(DIRECTIONS FOR THIS TASK): Only the lines from the line containing "the person using" to the end of the entries should be repeated, exactly as they appear.

-*-*-

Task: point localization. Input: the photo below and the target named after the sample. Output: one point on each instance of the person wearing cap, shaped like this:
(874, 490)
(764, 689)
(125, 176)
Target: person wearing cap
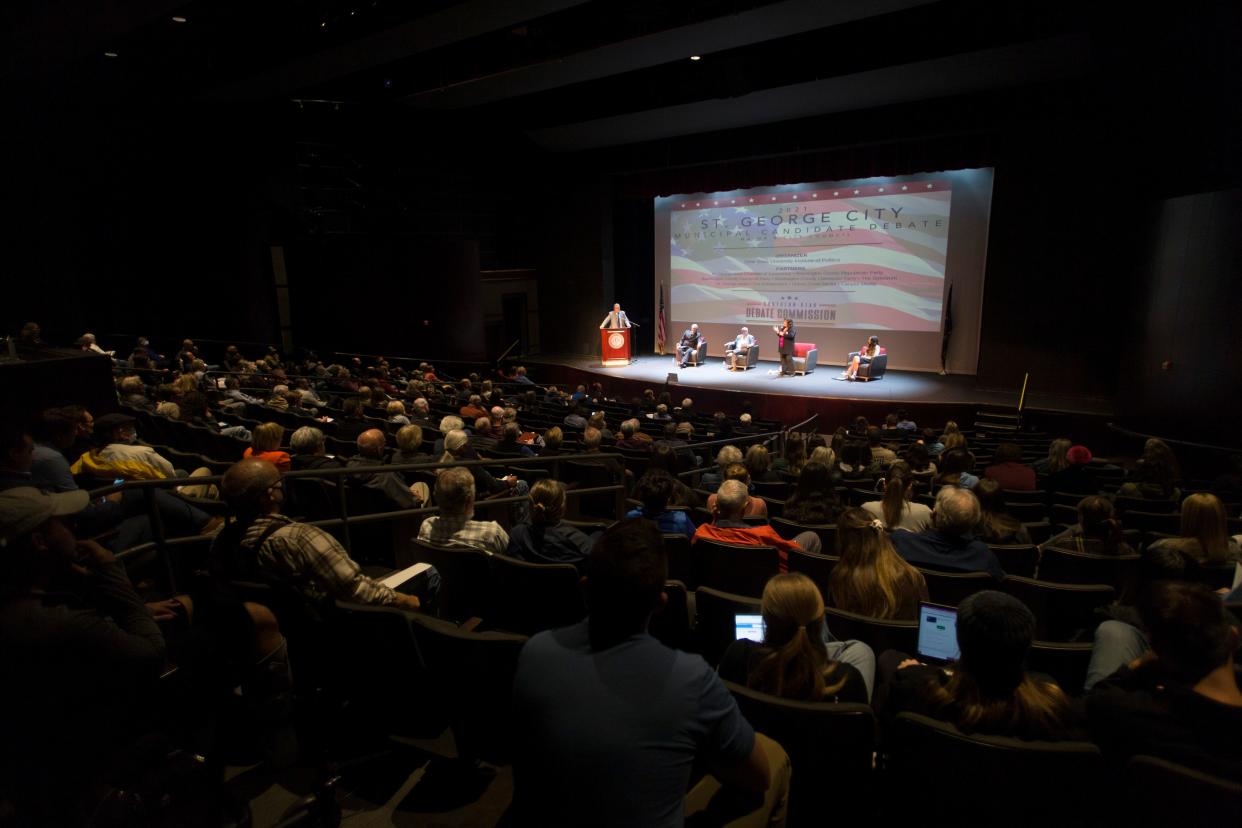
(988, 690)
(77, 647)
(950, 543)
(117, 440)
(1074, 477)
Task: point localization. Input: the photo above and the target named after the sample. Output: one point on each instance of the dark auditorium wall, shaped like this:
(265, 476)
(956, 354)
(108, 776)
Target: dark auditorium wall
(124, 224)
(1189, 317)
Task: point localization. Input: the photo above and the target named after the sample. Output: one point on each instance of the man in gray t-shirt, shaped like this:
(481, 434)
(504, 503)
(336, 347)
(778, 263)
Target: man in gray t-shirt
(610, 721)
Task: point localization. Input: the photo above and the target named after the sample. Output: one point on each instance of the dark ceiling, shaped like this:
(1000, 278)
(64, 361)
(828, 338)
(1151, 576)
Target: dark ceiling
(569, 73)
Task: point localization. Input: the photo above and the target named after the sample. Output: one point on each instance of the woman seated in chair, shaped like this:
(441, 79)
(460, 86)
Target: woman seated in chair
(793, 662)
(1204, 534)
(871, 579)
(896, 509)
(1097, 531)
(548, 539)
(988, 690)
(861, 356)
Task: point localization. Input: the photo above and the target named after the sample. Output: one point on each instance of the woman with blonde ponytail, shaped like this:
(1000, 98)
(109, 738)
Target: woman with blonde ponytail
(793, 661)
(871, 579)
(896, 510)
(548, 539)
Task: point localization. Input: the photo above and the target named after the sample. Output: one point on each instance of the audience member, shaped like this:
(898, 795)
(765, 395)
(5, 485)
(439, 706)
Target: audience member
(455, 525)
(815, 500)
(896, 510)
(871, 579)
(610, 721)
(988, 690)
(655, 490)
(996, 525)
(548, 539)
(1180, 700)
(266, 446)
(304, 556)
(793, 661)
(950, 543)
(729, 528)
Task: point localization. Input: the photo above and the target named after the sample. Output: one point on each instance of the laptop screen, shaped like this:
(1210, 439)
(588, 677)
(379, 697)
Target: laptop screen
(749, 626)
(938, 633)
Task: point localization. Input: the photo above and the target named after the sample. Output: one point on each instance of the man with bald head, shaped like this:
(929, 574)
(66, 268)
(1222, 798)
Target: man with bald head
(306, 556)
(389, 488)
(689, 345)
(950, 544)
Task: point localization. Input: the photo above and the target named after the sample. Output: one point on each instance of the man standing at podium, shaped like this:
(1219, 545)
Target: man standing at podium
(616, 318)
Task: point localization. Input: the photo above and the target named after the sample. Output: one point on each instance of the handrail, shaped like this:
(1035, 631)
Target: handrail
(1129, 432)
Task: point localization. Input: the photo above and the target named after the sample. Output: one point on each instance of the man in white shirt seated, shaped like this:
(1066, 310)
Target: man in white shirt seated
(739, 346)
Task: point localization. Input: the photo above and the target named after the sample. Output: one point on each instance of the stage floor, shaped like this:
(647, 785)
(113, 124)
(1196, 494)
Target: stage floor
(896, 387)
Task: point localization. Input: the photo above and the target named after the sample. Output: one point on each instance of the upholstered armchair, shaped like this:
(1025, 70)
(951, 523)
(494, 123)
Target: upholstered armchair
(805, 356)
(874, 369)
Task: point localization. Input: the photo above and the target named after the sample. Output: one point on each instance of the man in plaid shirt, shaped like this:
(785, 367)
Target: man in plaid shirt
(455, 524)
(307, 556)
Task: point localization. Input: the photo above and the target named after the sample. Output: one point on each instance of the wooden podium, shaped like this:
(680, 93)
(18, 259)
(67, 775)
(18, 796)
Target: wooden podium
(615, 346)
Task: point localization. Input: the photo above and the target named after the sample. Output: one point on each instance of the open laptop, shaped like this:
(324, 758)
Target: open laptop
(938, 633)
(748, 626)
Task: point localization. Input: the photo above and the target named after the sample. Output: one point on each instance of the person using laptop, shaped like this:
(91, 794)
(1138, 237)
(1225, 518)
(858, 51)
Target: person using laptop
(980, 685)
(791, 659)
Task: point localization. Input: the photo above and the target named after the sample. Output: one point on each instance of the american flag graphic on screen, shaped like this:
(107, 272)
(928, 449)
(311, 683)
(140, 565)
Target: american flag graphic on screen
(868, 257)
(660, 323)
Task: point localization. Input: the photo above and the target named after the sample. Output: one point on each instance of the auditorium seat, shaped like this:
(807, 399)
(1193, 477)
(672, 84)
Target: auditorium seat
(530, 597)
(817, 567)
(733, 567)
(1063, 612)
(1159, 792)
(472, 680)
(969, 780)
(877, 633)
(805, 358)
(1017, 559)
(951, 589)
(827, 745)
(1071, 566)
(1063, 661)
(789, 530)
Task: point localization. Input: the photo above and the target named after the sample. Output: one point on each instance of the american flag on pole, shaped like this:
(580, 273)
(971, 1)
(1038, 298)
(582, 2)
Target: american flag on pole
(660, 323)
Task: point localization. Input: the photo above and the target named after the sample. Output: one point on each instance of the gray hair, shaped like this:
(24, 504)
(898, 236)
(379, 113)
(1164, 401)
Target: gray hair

-*-*-

(SOLVED PROBLEM):
Task: point localization. Input: the photo above and the target named after the sample. Output: one point on each instance of the person using laptop, shaped like this:
(91, 794)
(1138, 237)
(1225, 518)
(858, 51)
Target: person using laptop
(980, 685)
(791, 659)
Task: point localization. Input: the photo above and the target named after the sample. Output: one point on each instance of the american flag graphic on screen, shaped like this:
(107, 272)
(928, 449)
(311, 683)
(140, 565)
Target: american flag graphic on screen
(868, 257)
(660, 323)
Task: point localization. Input: the photo above and the target named after the sample. Output: one point on each instance of the auditorium seat, shaped like this:
(807, 399)
(1193, 477)
(672, 84)
Target: auditorium seat
(530, 597)
(817, 567)
(733, 567)
(1063, 612)
(1159, 792)
(472, 680)
(969, 780)
(877, 633)
(805, 358)
(1017, 559)
(951, 589)
(827, 745)
(1071, 566)
(1063, 661)
(789, 530)
Task: point localization. Input: the photo above and the target named after the sample. Output: one point on each instance of the american flag on pole, shaped like this:
(580, 273)
(971, 1)
(1038, 298)
(582, 2)
Target: american flag on pole
(660, 323)
Task: point localization. Input: the photo above and the target named after the sample. Output: one point on each instance of the gray hair, shaped like this:
(24, 504)
(898, 236)
(379, 113)
(1164, 401)
Target: gray hair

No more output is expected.